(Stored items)
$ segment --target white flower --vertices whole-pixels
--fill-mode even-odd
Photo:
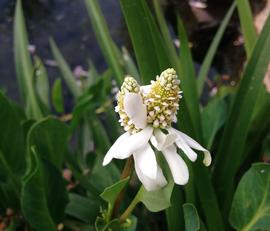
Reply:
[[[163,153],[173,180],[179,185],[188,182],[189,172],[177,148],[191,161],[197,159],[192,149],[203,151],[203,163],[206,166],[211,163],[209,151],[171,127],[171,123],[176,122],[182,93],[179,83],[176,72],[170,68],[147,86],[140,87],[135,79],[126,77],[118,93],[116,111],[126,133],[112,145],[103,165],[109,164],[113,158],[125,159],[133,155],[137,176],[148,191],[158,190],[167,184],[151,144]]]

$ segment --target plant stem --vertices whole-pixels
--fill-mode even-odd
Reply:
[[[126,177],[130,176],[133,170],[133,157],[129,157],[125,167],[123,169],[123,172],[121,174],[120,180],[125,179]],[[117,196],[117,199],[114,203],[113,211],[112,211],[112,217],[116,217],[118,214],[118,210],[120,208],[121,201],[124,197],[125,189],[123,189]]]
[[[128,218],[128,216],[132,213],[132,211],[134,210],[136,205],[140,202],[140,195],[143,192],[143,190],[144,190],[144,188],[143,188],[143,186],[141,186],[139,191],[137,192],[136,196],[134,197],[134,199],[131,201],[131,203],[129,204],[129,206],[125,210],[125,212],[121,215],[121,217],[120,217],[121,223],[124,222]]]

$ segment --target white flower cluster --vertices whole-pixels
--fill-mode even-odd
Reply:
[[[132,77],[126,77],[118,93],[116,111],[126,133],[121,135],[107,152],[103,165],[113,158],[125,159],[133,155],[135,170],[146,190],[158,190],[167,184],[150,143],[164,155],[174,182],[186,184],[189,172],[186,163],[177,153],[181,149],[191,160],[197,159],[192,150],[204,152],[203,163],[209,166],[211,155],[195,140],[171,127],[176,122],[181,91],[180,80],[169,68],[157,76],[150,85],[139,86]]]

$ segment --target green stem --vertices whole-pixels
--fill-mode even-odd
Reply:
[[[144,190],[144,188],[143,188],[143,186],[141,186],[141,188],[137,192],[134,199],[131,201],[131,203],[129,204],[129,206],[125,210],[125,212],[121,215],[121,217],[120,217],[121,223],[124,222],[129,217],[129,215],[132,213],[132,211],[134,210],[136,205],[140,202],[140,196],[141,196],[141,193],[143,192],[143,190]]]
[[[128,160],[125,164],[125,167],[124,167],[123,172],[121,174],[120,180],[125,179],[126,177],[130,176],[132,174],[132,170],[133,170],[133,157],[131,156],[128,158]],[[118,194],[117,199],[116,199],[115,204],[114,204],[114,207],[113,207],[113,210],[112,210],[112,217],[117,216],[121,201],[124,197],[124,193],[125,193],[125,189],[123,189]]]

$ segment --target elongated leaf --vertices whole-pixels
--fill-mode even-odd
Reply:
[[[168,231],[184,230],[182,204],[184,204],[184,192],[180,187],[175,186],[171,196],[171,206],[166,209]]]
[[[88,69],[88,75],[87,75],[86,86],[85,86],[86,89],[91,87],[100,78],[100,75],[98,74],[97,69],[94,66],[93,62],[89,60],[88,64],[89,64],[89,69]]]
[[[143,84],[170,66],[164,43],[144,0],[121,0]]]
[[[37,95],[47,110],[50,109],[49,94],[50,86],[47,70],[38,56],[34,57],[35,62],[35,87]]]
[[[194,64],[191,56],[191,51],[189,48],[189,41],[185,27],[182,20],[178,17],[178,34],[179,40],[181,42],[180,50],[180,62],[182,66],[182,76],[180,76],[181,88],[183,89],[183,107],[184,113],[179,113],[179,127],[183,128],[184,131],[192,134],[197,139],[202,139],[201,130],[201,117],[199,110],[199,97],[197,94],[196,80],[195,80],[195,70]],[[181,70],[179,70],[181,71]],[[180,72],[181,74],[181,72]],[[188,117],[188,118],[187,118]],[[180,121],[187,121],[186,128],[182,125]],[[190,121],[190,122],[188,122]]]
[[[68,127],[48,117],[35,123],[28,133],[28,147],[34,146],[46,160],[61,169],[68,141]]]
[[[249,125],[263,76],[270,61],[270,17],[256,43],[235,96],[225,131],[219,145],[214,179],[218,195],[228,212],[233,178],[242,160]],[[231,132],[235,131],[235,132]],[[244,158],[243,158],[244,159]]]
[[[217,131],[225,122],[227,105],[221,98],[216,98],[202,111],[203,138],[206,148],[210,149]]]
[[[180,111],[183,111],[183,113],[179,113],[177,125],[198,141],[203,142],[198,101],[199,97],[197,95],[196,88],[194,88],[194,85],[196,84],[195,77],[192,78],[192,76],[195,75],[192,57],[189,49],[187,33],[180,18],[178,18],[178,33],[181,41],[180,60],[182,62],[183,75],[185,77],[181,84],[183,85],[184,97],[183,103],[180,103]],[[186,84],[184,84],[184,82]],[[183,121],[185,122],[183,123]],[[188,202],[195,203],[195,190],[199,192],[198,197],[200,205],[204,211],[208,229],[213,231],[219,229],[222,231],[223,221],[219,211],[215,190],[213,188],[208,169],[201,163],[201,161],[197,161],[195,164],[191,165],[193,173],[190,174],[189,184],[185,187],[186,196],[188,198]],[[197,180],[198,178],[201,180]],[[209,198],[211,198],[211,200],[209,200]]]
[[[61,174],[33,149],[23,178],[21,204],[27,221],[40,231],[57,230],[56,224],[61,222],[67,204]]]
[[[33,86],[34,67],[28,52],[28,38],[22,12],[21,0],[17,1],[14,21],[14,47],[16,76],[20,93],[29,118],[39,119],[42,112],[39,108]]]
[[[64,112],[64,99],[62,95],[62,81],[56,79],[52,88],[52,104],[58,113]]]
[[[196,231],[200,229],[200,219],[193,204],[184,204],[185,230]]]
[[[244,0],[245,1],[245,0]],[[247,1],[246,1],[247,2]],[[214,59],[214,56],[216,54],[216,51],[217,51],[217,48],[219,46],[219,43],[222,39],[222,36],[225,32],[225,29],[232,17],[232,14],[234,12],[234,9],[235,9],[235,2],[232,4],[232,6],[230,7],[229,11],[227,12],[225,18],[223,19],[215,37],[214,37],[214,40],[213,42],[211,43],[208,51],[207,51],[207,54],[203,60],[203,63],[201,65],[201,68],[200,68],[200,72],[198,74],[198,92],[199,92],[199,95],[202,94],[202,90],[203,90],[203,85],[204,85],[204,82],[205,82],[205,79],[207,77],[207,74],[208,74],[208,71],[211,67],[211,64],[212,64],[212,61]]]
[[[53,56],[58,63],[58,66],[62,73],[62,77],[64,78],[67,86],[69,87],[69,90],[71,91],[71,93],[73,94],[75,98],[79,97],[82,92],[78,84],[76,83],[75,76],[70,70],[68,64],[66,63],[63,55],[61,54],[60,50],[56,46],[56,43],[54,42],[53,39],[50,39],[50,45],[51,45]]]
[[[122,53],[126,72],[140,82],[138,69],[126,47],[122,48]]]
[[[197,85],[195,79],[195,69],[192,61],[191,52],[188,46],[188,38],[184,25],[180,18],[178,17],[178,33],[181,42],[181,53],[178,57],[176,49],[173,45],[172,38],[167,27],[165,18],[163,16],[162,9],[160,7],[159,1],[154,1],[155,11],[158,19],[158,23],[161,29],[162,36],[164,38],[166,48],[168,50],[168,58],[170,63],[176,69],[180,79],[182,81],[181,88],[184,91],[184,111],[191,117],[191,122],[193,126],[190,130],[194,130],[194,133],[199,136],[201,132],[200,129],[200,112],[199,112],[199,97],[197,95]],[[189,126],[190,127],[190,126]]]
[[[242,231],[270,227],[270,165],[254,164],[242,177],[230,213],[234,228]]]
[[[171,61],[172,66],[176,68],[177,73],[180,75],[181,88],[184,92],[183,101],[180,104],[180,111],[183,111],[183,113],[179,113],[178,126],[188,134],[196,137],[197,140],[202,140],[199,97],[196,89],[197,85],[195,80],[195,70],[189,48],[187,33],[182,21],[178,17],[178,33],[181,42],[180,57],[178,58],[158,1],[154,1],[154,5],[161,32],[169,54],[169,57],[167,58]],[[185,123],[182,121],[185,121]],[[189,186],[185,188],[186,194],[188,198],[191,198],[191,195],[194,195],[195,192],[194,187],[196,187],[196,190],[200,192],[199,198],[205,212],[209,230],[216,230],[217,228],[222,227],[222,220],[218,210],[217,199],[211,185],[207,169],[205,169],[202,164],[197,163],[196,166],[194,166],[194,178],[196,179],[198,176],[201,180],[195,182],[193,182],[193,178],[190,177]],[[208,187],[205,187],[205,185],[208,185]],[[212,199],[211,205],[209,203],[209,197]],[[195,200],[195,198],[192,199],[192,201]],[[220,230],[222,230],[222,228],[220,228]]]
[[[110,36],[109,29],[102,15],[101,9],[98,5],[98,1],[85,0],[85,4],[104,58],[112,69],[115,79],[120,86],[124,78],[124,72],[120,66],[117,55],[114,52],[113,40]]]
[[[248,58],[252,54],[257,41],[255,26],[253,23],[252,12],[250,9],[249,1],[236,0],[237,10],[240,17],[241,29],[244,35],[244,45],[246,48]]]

**YOUR INSTRUCTIONS:** Pull every line containing the word "white" out of the entries above.

**PROBLEM SOLUTION:**
$ segment --target white flower --vertices whole-pixels
$ segment --target white flower cluster --vertices whole-pixels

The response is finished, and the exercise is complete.